Selama Ramadan, kami berkeliling dari rumah ke rumah untuk salat tarawih bersama. Seadanya, tentu saja. Itu pun tidak bisa tiap malam. Yang paling repot adalah salat Iedul Fitri dan Iedul Adha. Panitia harus mencari tempat yang cukup luas untuk menampung jamaah. Ini bukan perkara mudah, dan bukan perkara murah. Sewa hall itu bisa ratusan hingga ribuan dolar setengah hari.

Kadang kita memang bisa dapat tempat yang murah di lapangan. Tapi kalau musimnya sedang tidak memungkinkan, urusan salat ied di lapangan itu sangat repot. Orang bisa kepanasan (kalau lebaran di puncak summer) atau kedinginan (kalau lebaran di saat winter). Winter di belahan bumi selatan bersamaan dengan summer di belahan bumi utara; dan sebaliknya.

Yang juga sering jadi masalah ialah penentuan tanggal 1 Syawal. Muhammadiyah menggunakan metode hisab. Muslim Muhammadiyah di luar negeri juga cenderung mengikuti hal ini. Namun NU dan gerakan Tarbiyah, misalnya, menggunakan metode rukyatul hilal. Pemerintah Indonesia juga cenderung ke arah sana. Di Indonesia, kita santai saja meributkan hal itu: hisab atau rukyat.

◆ Materi yang Disediakan
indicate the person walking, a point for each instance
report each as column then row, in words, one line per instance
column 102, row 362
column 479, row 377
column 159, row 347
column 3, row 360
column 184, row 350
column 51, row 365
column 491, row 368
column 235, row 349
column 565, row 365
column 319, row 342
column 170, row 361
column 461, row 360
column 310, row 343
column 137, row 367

◆ Perintah Tugas 1
Menurut teks latihan, metode apa yang digunakan Muhammadiyah untuk menentukan tanggal 1 Syawal?
◆ Perintah Tugas 2
Tuliskan kembali bagian teks latihan dari "Kadang kita memang" sampai "hisab atau rukyat.".

◆ Jawaban Latihan 1
Metode hisab.

◆ Jawaban Latihan 2
Kadang kita memang bisa dapat tempat yang murah di lapangan. Tapi kalau musimnya sedang tidak memungkinkan, urusan salat ied di lapangan itu sangat repot. Orang bisa kepanasan (kalau lebaran di puncak summer) atau kedinginan (kalau lebaran di saat winter). Winter di belahan bumi selatan bersamaan dengan summer di belahan bumi utara; dan sebaliknya.

Yang juga sering jadi masalah ialah penentuan tanggal 1 Syawal. Muhammadiyah menggunakan metode hisab. Muslim Muhammadiyah di luar negeri juga cenderung mengikuti hal ini. Namun NU dan gerakan Tarbiyah, misalnya, menggunakan metode rukyatul hilal. Pemerintah Indonesia juga cenderung ke arah sana. Di Indonesia, kita santai saja meributkan hal itu: hisab atau rukyat.